→ Short problem:
Substitute "back bumper" for "rear bumper" throughout every entry below, and reproduce the entries with no other changes.

→ Items from a dataset:
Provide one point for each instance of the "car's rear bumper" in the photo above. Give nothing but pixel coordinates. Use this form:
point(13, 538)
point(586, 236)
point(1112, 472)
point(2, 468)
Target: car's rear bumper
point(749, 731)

→ The solution:
Provide one point for each instance of the "car's back bumper" in the photo above. Give nothing but pixel coordinates. Use this form:
point(13, 538)
point(586, 236)
point(1112, 472)
point(2, 468)
Target: car's back bumper
point(749, 731)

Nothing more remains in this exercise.